§ **Task description**
Every record below must be set down again exactly as given.

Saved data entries

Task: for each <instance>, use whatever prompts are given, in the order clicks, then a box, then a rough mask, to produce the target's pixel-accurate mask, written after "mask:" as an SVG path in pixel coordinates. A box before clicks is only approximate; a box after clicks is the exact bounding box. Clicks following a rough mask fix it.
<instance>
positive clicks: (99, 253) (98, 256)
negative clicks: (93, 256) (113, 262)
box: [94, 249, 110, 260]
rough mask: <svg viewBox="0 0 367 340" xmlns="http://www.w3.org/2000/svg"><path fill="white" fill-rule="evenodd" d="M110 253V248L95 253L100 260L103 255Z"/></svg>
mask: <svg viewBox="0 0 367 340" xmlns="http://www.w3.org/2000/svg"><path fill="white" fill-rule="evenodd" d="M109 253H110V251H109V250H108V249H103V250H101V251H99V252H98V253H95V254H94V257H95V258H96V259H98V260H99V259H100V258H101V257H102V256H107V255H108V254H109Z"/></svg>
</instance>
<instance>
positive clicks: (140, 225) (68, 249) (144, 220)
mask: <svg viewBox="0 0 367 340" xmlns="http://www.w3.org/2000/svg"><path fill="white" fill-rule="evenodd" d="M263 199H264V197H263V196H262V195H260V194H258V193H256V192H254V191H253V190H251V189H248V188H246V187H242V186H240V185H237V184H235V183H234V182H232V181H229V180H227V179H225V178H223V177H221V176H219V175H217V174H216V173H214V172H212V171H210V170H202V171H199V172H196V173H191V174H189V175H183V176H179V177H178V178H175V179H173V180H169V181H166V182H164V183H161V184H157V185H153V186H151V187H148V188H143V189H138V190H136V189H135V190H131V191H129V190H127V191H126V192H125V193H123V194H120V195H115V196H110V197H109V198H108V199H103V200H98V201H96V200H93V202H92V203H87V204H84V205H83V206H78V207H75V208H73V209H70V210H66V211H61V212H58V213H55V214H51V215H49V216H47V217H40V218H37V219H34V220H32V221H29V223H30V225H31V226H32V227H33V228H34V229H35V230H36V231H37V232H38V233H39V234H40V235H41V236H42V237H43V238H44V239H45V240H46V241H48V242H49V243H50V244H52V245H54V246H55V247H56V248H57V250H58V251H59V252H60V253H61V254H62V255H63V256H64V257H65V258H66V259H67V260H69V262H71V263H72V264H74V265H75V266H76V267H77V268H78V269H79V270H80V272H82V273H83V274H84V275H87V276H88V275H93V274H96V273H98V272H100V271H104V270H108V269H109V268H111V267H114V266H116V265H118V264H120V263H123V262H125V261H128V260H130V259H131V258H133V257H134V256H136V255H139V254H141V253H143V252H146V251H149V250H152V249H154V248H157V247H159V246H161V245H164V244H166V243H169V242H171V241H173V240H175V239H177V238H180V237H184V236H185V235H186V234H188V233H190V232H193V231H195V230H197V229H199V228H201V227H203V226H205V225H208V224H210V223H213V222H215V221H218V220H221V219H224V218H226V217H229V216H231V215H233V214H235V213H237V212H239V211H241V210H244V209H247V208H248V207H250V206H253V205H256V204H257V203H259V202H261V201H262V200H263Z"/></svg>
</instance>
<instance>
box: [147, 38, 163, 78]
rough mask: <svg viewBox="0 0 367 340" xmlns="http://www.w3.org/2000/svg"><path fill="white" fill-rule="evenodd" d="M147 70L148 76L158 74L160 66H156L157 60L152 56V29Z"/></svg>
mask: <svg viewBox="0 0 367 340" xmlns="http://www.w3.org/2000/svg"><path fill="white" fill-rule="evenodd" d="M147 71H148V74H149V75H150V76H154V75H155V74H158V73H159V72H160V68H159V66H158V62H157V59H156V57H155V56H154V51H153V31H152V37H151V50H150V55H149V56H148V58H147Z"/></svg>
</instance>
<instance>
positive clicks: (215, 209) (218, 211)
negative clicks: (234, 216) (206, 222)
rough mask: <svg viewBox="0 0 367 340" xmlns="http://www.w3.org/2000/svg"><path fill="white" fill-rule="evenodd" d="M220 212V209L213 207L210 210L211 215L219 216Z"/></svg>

§ **Solution**
Task: for each <instance>, use whatever prompts are given, in the order clicks, then a box, then a rough mask, to produce the target's pixel-accurate mask, written after "mask:" as an SVG path in pixel coordinates. A box before clicks is only approximate; a box after clicks is the exact bounding box. Clicks following a rough mask fix it.
<instance>
positive clicks: (99, 253) (98, 256)
negative clicks: (93, 256) (113, 262)
box: [94, 249, 110, 260]
rough mask: <svg viewBox="0 0 367 340" xmlns="http://www.w3.org/2000/svg"><path fill="white" fill-rule="evenodd" d="M110 253V248L95 253L100 260L103 255Z"/></svg>
mask: <svg viewBox="0 0 367 340" xmlns="http://www.w3.org/2000/svg"><path fill="white" fill-rule="evenodd" d="M109 253H110V251H109V250H108V249H103V250H101V251H99V252H98V253H95V254H94V257H95V258H96V259H98V260H99V259H100V258H101V257H102V256H107V255H108V254H109Z"/></svg>
</instance>
<instance>
positive clicks: (140, 225) (68, 249) (144, 220)
mask: <svg viewBox="0 0 367 340" xmlns="http://www.w3.org/2000/svg"><path fill="white" fill-rule="evenodd" d="M263 199H264V197H263V196H262V195H260V194H258V193H256V192H254V191H253V190H251V189H248V188H246V187H242V186H240V185H237V184H235V183H234V182H232V181H229V180H227V179H225V178H223V177H221V176H219V175H217V174H216V173H214V172H212V171H210V170H202V171H199V172H196V173H191V174H189V175H183V176H179V177H178V178H175V179H173V180H169V181H166V182H164V183H161V184H157V185H153V186H151V187H148V188H143V189H138V190H136V189H135V190H131V191H129V190H127V191H126V192H125V193H123V194H120V195H115V196H110V197H109V198H108V199H103V200H98V201H96V200H93V202H92V203H87V204H84V205H83V206H78V207H75V208H73V209H70V210H66V211H61V212H58V213H55V214H51V215H49V216H47V217H40V218H37V219H34V220H32V221H29V223H30V225H31V226H32V227H33V228H34V229H35V230H36V231H37V232H38V233H39V234H40V235H41V236H42V237H43V238H44V239H45V240H46V241H48V242H49V243H50V244H52V245H54V246H55V247H56V248H57V250H58V251H59V252H60V253H61V254H62V255H63V256H64V257H65V258H66V259H67V260H69V262H71V263H72V264H74V265H75V266H76V267H77V268H78V269H79V270H80V272H82V273H83V274H84V275H87V276H88V275H93V274H96V273H98V272H100V271H104V270H108V269H109V268H111V267H114V266H116V265H118V264H120V263H123V262H125V261H128V260H130V259H131V258H133V257H134V256H136V255H139V254H141V253H143V252H146V251H149V250H152V249H154V248H157V247H159V246H161V245H164V244H166V243H169V242H171V241H173V240H175V239H177V238H180V237H184V236H185V235H186V234H188V233H190V232H193V231H195V230H197V229H199V228H201V227H203V226H205V225H208V224H210V223H213V222H215V221H218V220H221V219H224V218H226V217H229V216H231V215H233V214H235V213H237V212H239V211H241V210H244V209H247V208H248V207H250V206H253V205H256V204H257V203H259V202H261V201H262V200H263Z"/></svg>
</instance>
<instance>
box: [147, 38, 163, 78]
rough mask: <svg viewBox="0 0 367 340" xmlns="http://www.w3.org/2000/svg"><path fill="white" fill-rule="evenodd" d="M147 70L148 76L158 74L160 66H156L157 60L152 56V29Z"/></svg>
mask: <svg viewBox="0 0 367 340" xmlns="http://www.w3.org/2000/svg"><path fill="white" fill-rule="evenodd" d="M147 71H148V74H149V75H150V76H154V75H155V74H158V73H159V72H160V68H159V66H158V62H157V59H156V57H155V56H154V51H153V31H152V37H151V50H150V55H149V56H148V58H147Z"/></svg>
</instance>
<instance>
positive clicks: (215, 209) (218, 211)
negative clicks: (234, 216) (206, 222)
rough mask: <svg viewBox="0 0 367 340" xmlns="http://www.w3.org/2000/svg"><path fill="white" fill-rule="evenodd" d="M220 212V209L213 207L210 210L211 215L219 216Z"/></svg>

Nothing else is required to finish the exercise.